Transcribe the portion of the reversal curse article starting with "Hi, dear Readers." and going on through "the Reversal Curse)", word for word.

▶ [SUPPLIED PASSAGE]
● ● ● ● ● ● ●

Mar 24, 2024
Reducing the Reversal Curse?
A follow-up on the reversal curse and how reverse training may help language models handle reversed relations.
Hi, dear Readers. I usually don't address you directly, but given that recent "Explained" papers come from different authors, it would be nice to also introduce myself. This paper was prepared for you by Agnieszka, a Senior AI Engineer@Chaptr. I am, as always, happy to find, read and explain recent papers for you. Feel free to reach out to me on LinkedIn.
Large language models (LLMs) excel in many tasks, but they suffer from a surprising limitation called the "reversal curse." This means they struggle to apply knowledge in the opposite direction of how they learned it. Recently, researchers at FAIR Meta proposed a technique called "Reverse Training" to address this issue. (Reverse Training to Nurse the Reversal Curse)
What is the reversal curse?
A few months ago, I explained the paper "The Reversal Curse: LLMs trained on A=B fail to learn B=A". The authors demonstrated that LLMs work well in one specific "direction" but struggle with the reverse. For instance, if a model is trained on "Olaf Scholz is the ninth Chancellor of Germany," it might fail when asked, "Who was the ninth Chancellor of Germany?". The likelihood of the correct answer ("Olaf Scholz") won't be higher than for a random name. The issue affects all transformer-based auto-regressive language models, such as GPT and Llama architecture.
The strategy
The core idea behind reverse training is basically an offline data augmentation method targeted to reduce the "reversal curse." Training examples are reversed while preserving the integrity of entities or randomly segmenting sequences. This approach doubles the training data by adding reversed versions of examples, which the model learns alongside the original data. The paper categorizes reversals into three types:
- Word Reversal: Flipping the entire word order within a sentence.

● ● ● ● ● ● ●

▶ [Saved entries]

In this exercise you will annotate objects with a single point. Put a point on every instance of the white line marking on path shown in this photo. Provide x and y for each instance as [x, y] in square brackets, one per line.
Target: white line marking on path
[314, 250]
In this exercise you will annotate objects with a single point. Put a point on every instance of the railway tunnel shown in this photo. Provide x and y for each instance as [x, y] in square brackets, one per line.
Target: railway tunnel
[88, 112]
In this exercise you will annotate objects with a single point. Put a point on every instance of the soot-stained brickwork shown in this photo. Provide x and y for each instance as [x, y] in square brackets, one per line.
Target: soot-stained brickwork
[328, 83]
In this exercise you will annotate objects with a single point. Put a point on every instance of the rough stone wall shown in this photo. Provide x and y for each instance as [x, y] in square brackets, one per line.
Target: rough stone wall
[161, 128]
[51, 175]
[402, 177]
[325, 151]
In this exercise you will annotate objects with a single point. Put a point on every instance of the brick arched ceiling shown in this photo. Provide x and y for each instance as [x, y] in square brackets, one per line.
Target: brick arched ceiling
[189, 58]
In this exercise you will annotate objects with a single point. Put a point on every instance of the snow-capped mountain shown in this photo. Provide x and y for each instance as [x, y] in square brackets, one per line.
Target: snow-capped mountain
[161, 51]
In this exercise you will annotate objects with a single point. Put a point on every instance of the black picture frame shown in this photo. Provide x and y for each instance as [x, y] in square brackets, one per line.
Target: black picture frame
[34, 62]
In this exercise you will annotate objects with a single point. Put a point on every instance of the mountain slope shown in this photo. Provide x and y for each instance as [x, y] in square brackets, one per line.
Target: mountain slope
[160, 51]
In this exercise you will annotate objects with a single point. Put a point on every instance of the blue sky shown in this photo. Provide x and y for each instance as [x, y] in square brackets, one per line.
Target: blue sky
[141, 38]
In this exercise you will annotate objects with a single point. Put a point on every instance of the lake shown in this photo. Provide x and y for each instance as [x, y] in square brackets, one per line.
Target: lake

● ● ● ● ● ● ●

▶ [TASK RESULT]
Hi, dear Readers. I usually don't address you directly, but given that recent "Explained" papers come from different authors, it would be nice to also introduce myself. This paper was prepared for you by Agnieszka, a Senior AI Engineer@Chaptr. I am, as always, happy to find, read and explain recent papers for you. Feel free to reach out to me on LinkedIn.
Large language models (LLMs) excel in many tasks, but they suffer from a surprising limitation called the "reversal curse." This means they struggle to apply knowledge in the opposite direction of how they learned it. Recently, researchers at FAIR Meta proposed a technique called "Reverse Training" to address this issue. (Reverse Training to Nurse the Reversal Curse)